--- start of SELECTED EXCERPT ---
Cart ram used as CHR-RAM and WRAM simultaneously

This is an archive of a topic from NESdev BBS, taken in mid-October 2019 before a server upgrade.
View original topic
Cart ram used as CHR-RAM and WRAM simultaneously
by on (#146868)
This is just an idea I had.

Each PPU fetch takes 2 cycles (the actual fetch occuring on the second cycle), and each CPU cycle takes 3 PPU cycles.

This would mean that, for each CPU cycle, there is always at least 1 PPU cycle where the PPU is not fetching, in which time, the fetch can go to the CPU instead.

During the phase where the PPU is not fetching, the RAM's address and data lines can be routed to the CPU instead. If the CPU wants to write, it can all pass through. If the CPU wants to read however, the byte fetched from the ram would need to go to a latch, which would feed the CPU's data lines. This is because the byte would need to be held on the CPU's data lines until the CPU is finished making the fetch, and the PPU making a fetch would disrupt this.
--- end of SELECTED EXCERPT ---
--- start of DATA LISTING ---
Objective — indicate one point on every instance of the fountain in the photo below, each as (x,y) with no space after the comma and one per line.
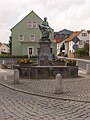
(45,69)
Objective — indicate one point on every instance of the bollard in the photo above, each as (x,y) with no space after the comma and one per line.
(16,76)
(1,77)
(88,69)
(58,84)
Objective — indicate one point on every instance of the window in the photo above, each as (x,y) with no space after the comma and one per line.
(34,25)
(84,34)
(30,50)
(21,38)
(29,24)
(80,42)
(32,37)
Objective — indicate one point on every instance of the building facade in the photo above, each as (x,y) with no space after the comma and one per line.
(4,49)
(26,36)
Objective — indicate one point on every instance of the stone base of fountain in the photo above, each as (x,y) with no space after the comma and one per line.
(47,72)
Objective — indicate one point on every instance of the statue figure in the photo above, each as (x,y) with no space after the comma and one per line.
(45,29)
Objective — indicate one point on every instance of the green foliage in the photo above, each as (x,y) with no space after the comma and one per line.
(12,56)
(81,52)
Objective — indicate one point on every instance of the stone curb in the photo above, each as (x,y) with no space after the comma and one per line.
(42,95)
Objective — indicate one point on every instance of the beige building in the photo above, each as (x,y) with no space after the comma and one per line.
(4,48)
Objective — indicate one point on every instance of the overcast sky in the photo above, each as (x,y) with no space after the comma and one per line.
(61,14)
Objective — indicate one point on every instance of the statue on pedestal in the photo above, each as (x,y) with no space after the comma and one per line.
(45,29)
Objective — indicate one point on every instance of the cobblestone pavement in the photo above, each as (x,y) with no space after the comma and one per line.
(16,105)
(20,106)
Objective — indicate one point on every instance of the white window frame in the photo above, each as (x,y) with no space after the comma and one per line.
(84,34)
(32,37)
(34,24)
(29,24)
(20,37)
(28,51)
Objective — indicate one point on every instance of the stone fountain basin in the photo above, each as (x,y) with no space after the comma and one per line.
(47,72)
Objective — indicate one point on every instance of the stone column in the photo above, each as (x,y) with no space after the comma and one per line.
(58,84)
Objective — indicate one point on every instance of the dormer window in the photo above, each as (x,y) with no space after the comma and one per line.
(84,34)
(29,24)
(32,24)
(32,37)
(21,37)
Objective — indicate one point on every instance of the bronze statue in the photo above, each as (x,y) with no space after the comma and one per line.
(44,28)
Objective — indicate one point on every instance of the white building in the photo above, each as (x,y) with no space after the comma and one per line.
(4,48)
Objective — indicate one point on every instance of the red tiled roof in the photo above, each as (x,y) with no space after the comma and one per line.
(58,40)
(73,35)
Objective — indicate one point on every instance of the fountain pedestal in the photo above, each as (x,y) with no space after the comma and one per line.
(45,52)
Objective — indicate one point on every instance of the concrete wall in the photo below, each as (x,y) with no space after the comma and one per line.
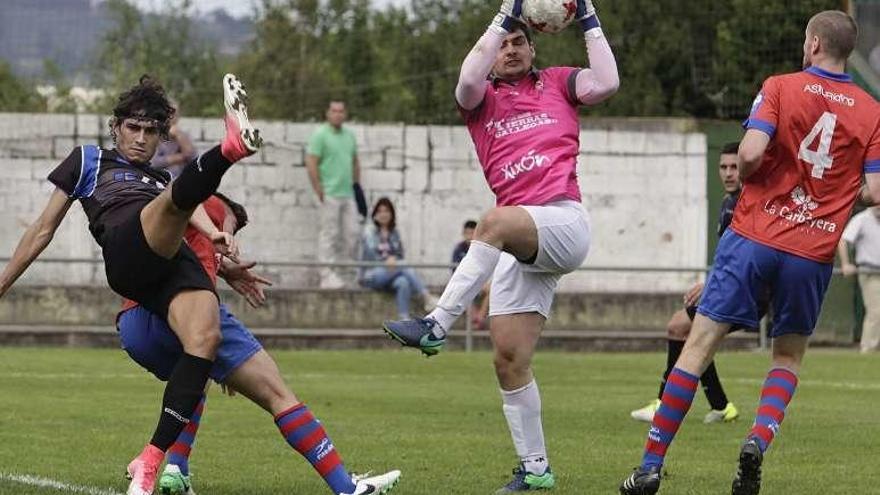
(645,190)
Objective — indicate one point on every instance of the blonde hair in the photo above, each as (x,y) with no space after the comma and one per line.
(837,32)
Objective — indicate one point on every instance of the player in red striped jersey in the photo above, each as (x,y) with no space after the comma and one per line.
(810,139)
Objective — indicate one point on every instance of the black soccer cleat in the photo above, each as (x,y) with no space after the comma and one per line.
(642,482)
(748,474)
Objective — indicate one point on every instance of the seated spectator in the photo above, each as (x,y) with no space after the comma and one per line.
(381,242)
(480,308)
(178,151)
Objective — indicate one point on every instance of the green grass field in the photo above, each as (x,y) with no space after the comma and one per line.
(78,416)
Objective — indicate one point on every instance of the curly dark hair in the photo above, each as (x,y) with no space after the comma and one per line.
(146,100)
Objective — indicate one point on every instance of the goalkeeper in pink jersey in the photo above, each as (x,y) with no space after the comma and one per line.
(524,124)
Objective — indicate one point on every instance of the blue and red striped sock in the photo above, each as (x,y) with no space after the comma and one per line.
(306,435)
(676,402)
(778,389)
(179,452)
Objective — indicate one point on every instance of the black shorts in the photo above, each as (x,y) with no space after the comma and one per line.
(762,310)
(134,271)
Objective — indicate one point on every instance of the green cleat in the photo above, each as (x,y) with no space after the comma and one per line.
(524,481)
(173,482)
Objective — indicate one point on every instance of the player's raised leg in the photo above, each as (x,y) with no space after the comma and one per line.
(504,229)
(165,219)
(259,380)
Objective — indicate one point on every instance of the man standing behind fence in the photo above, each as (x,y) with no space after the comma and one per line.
(863,232)
(332,162)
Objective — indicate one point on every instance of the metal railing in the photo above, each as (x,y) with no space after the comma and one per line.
(469,330)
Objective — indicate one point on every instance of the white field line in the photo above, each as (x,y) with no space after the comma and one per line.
(40,482)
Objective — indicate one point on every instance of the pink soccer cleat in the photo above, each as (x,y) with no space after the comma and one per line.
(143,470)
(241,138)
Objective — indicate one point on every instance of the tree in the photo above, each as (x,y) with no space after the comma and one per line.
(15,95)
(163,45)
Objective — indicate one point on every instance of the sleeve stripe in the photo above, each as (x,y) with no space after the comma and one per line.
(82,161)
(88,176)
(766,127)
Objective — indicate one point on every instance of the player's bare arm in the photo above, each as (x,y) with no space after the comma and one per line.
(224,242)
(35,239)
(751,152)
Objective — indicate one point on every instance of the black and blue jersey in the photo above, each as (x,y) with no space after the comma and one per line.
(110,188)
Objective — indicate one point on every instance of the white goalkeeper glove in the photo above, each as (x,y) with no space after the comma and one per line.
(509,13)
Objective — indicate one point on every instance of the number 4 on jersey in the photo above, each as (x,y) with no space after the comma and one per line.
(820,159)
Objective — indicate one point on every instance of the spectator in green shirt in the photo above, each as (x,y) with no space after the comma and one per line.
(332,162)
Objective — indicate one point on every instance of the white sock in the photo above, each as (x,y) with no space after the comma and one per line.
(522,408)
(469,278)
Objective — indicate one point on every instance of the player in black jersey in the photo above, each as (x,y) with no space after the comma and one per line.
(138,218)
(679,325)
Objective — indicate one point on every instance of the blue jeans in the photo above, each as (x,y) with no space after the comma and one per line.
(402,281)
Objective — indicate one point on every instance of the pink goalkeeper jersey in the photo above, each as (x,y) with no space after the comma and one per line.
(527,137)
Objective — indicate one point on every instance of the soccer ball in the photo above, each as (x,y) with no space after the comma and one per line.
(549,16)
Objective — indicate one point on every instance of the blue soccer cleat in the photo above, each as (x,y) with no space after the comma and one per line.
(418,333)
(524,481)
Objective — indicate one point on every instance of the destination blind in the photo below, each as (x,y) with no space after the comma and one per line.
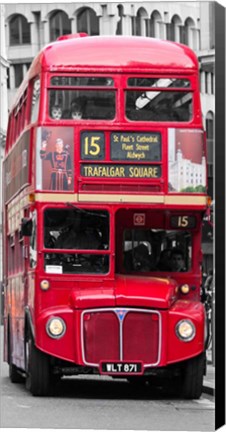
(136,146)
(121,171)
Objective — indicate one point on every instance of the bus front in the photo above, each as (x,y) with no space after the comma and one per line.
(116,223)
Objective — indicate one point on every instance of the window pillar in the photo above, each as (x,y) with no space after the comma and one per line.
(12,77)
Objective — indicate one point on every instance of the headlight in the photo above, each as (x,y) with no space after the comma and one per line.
(184,289)
(55,327)
(44,284)
(185,330)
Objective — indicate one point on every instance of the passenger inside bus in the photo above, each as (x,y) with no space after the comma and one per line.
(77,236)
(164,260)
(56,112)
(138,259)
(76,229)
(76,110)
(148,250)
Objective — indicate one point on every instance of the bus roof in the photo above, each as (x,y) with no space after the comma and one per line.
(105,54)
(114,52)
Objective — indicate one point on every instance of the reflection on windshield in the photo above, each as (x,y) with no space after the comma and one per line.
(82,104)
(77,229)
(157,250)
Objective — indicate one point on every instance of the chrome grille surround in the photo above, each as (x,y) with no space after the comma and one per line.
(118,312)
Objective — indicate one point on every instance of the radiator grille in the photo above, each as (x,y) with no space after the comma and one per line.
(121,334)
--- end of DATA LISTING ---
**TO-DO LIST**:
1. Pick out each line of the records that contains the word "white".
2. Write what comes next in the forum post about sharing cartridge RAM between the CPU and PPU, beginning right after its final sentence.

**RESULTS FOR THE EXERCISE**:
1.
Objective — indicate one point on every instance of the white window frame in the photo above, each as (x,y) with no space after the comma and one per line.
Objective — indicate one point on every instance of the white building in the photo above, each as (x,y) with no space after the comma and one per line.
Objective — indicate one point on every instance of the white field line in the photo above, each as (x,y) with no space after the comma and one per line.
Objective — indicate one point on every instance of the white goalkeeper glove in the photo above, each as (x,y) with no space after the comma and one per line.
Objective — indicate one point on every instance of the white sock in the photo above, each as (x,y) with no space after the comma and one per line.

2.
This would hypothetically allow one ram chip to feed both the PPU and the CPU. The obvious advantage is that the memory is accessible by both busses simultaneously. That means you can prepare some graphics memory in the CPU's address space and then swap it into the PPU, freeing you up from vblank bandwidth and allowing you to prepare offscreen buffers.

The requirement would be RAM that has a quick enough response time to be usable at the PPU's clock rate, since the address would be changing every PPU cycle, alternating between the CPU's and the PPU's busses.

Are there any reasons why this wouldn't work? If not, I was going to draft it into my mapper design. 32kb of memory usable as pattern tables, nametables, extended attributes, and general purpose wram, together with vblank-agnostic video updates would be an incredibly powerful feature.
Re: Cart ram used as CHR-RAM and WRAM simultaneously
by on (#146869)
I remember playing around with that idea a while back, the trouble for me was that I didn't know how to tell which cycle the PPU is on. There's the /ALE signal, but that doesn't come out to the cartridge. I guess a delay thing could be done, based on the PPU /RD or /WR signal, but I'm not sure of the best way to get that, or is there another way you have in mind?
Re: Cart ram used as CHR-RAM and WRAM simultaneously
by on (#146874)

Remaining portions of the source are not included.